▶ **Exercise description**
Format the listing lines from the one containing "Should you be" through the one containing "Every path is filled with fill-rule evenodd." as a JSON list of strings, one string per line, omitting blank lines.

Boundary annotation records

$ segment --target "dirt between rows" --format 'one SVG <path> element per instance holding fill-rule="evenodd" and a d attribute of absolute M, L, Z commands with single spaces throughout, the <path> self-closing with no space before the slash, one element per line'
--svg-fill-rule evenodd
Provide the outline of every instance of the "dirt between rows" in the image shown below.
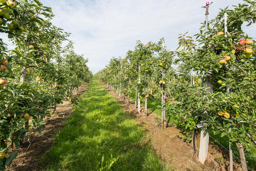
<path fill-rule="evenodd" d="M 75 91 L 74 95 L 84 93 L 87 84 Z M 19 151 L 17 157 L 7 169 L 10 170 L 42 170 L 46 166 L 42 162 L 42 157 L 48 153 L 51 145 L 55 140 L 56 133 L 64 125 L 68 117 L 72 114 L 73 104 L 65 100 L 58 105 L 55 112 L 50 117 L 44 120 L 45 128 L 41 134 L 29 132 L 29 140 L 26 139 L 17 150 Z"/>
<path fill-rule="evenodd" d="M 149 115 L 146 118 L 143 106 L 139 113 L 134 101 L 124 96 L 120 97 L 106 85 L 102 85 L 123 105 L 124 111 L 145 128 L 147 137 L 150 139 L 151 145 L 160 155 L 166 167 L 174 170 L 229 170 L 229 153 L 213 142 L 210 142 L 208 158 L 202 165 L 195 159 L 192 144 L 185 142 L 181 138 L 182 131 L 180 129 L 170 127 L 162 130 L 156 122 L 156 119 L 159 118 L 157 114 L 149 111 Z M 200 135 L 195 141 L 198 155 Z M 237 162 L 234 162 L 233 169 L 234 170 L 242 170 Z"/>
---
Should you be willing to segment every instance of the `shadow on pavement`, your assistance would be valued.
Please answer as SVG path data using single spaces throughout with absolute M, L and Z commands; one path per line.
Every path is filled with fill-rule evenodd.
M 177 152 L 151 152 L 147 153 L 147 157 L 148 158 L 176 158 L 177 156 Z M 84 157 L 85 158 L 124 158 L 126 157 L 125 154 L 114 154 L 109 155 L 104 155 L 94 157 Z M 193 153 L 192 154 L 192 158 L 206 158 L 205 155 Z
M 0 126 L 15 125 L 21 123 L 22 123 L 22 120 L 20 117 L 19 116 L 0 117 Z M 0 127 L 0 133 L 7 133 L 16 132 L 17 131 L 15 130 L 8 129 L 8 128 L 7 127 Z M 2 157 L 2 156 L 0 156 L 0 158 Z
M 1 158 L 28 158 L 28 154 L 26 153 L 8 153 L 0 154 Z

▶ **Written solution**
[
  "Should you be willing to segment every instance of the `shadow on pavement`, your assistance would be valued.",
  "Please answer as SVG path data using single spaces throughout with absolute M, L and Z commands; one path per line.",
  "Every path is filled with fill-rule evenodd."
]